Indefinição na reta final do segundo turno em Natal
por Anderson Cristopher dos Santos
O segundo turno em Natal está configurado como uma disputa entre governo e oposição. Nem sempre isso acontece: em 2012, por exemplo, dois oposicionistas disputaram o segundo turno na capital potiguar – Carlos Eduardo Alves (então PDT) e Hermano Morais (MDB).
Na atual disputa, o candidato situacionista, Paulinho Freire (União Brasil), aparece na liderança praticamente em todas as pesquisas realizadas no segundo turno. Uma das exceções é a pesquisa mais recente do instituto Seta, divulgada no dia 23 de outubro, em que Freire seria derrotado por Natália Bonavides (PT) por um placar de 51% a 49%.
Dizer que Paulinho Freire lidera as pesquisas de segundo turno conta pouco sobre a atual disputa: é mais relevante informar que esta parece ser, como sugerem os dados, a disputa mais acirrada desde 1996.
Em 1996, Wilma de Faria (na época, do PSB) derrotou Fátima Bezerra (PT) por pouco mais de três pontos percentuais. Faria sucedeu o seu afilhado político Aldo Tinoco (na época, do PSB), de quem posteriormente afastou-se politicamente e a ele fez oposição.

* **REQUISITOS**
1/ Relacione todos os políticos mencionados no texto sobre o segundo turno em Natal, indicando o partido atribuído a cada um.
2/ Com base no texto sobre o segundo turno em Natal, explique em até três frases por que informar que Paulinho Freire lidera as pesquisas diz pouco sobre a disputa atual.
3/ Continue o texto sobre o segundo turno em Natal a partir do ponto em que ele termina.

* **REGISTROS EXIBIDOS**
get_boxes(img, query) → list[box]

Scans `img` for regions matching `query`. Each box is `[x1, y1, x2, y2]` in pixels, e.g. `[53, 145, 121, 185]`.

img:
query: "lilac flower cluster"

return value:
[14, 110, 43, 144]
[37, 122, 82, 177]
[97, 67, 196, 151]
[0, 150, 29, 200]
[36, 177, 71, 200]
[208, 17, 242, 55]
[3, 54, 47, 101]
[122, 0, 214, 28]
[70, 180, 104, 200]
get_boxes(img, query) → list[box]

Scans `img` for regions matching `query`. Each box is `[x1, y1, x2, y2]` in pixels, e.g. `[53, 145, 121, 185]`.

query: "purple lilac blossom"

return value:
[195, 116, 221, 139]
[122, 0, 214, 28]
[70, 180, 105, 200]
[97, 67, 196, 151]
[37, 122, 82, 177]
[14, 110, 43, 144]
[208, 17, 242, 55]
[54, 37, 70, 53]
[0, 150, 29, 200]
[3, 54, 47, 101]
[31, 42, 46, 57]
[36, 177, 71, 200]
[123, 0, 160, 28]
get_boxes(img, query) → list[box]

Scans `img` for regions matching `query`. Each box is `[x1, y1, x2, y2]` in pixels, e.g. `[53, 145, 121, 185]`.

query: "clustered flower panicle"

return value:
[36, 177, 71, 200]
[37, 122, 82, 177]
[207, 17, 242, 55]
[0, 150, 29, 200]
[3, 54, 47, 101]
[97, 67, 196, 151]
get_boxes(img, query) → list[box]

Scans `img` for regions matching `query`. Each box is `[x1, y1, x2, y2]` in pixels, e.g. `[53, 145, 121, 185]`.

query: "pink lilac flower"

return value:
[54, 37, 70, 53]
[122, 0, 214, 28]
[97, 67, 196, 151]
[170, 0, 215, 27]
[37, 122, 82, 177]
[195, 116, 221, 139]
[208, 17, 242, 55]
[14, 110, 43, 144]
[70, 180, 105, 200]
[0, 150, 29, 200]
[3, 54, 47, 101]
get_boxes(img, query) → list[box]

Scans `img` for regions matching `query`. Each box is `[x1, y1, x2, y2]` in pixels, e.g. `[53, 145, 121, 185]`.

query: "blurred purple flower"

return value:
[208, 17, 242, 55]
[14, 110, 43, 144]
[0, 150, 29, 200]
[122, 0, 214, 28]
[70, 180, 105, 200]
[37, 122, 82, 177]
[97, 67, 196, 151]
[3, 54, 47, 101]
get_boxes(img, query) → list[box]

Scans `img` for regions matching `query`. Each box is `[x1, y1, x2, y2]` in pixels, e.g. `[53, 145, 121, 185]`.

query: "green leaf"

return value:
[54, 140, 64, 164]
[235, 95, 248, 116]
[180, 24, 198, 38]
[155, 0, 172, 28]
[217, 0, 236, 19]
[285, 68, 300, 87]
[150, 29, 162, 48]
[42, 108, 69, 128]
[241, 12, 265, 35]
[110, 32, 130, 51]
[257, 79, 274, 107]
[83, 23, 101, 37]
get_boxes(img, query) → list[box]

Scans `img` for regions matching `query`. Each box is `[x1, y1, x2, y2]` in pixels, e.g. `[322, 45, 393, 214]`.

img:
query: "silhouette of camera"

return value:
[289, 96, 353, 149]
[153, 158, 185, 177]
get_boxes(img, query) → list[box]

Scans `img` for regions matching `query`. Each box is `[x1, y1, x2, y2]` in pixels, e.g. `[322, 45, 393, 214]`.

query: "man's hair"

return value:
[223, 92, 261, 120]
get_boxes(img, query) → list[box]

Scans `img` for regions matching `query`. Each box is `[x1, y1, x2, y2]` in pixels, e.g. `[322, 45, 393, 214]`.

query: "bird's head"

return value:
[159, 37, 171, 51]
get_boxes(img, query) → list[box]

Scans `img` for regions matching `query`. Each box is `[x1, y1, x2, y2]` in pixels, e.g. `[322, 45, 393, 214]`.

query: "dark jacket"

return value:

* **RESULTADOS ESPERADOS**
1/
- Carlos Eduardo Alves: então PDT
- Hermano Morais: MDB
- Paulinho Freire: União Brasil
- Natália Bonavides: PT
- Wilma de Faria: PSB, na época
- Fátima Bezerra: PT
- Aldo Tinoco: PSB, na época

2/ Segundo o texto, o dado mais relevante é outro. Os números sugerem que esta é a disputa mais acirrada em Natal desde 1996. A simples liderança de Freire nas pesquisas não revela esse equilíbrio.

3/
Tinoco, por sua vez, derrotou Henrique Eduardo Alves (MDB) no segundo turno das eleições de 1992 por uma vantagem de 0,4 ponto percentual, ou 961 votos.
Em 1992, o candidato da situação derrotou o candidato da oposição por mínima margem. Já em 1996, duas candidatas de oposição enfrentaram-se em um segundo turno acirrado.
O que há em 2024 é uma disputa entre direita e esquerda, situação e oposição. A disputa acontece entre o candidato do ex-presidente Bolsonaro e a candidata do presidente Lula. É uma disputa entre um homem maduro e uma mulher jovem.
As regras do segundo turno levam automaticamente a uma polarização entre as candidaturas, mas os perfis dos concorrentes também ressaltam esta situação.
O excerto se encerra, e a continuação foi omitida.